### [GIVEN PROBLEM]
Copy out the items from the start through the line that contains "x=991 y=564", including that line.

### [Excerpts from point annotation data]
******************************
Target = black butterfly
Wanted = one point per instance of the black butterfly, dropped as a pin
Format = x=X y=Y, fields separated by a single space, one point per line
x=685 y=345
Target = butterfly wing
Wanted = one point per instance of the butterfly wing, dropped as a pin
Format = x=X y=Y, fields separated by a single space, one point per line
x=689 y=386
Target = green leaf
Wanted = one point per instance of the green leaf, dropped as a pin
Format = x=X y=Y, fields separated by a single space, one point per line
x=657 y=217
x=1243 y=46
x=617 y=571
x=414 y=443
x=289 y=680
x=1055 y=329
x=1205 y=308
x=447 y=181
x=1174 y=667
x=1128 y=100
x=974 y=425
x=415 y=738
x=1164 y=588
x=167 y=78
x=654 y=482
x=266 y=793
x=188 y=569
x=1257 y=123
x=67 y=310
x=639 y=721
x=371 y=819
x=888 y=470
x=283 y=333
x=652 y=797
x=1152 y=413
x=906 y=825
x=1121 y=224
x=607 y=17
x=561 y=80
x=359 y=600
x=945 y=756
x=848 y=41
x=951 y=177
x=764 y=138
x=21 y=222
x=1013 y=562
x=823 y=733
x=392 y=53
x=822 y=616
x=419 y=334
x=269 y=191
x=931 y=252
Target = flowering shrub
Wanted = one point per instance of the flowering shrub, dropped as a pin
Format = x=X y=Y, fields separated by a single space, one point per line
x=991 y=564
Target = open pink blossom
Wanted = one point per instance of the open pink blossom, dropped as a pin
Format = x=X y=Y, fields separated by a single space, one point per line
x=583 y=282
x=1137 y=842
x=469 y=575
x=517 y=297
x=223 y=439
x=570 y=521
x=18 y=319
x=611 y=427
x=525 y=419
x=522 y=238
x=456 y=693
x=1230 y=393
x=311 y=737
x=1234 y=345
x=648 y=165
******************************
### [OUTPUT]
Target = black butterfly
Wanted = one point per instance of the black butterfly, dropped as a pin
Format = x=X y=Y, fields separated by a single space, one point per line
x=685 y=345
Target = butterfly wing
Wanted = one point per instance of the butterfly wing, dropped as a pin
Format = x=X y=Y, fields separated by a single space, one point per line
x=689 y=386
Target = green leaf
Wanted = one point per instance of the green leaf, dropped as a pin
Format = x=X y=Y, fields separated by a single space, one point per line
x=657 y=217
x=1243 y=46
x=617 y=571
x=414 y=443
x=289 y=680
x=1055 y=329
x=1205 y=308
x=447 y=181
x=1174 y=667
x=1128 y=100
x=974 y=425
x=415 y=738
x=1164 y=588
x=167 y=78
x=654 y=482
x=266 y=793
x=188 y=569
x=1257 y=123
x=67 y=310
x=639 y=721
x=371 y=819
x=888 y=470
x=283 y=333
x=652 y=797
x=1152 y=413
x=906 y=825
x=1121 y=224
x=607 y=17
x=561 y=80
x=359 y=600
x=945 y=756
x=848 y=41
x=951 y=177
x=764 y=138
x=21 y=222
x=1013 y=562
x=823 y=733
x=392 y=53
x=822 y=616
x=419 y=334
x=269 y=191
x=931 y=252
Target = flowering shrub
Wanted = one point per instance of the flowering shrub, dropped as a pin
Format = x=X y=Y, fields separated by a single space, one point per line
x=991 y=564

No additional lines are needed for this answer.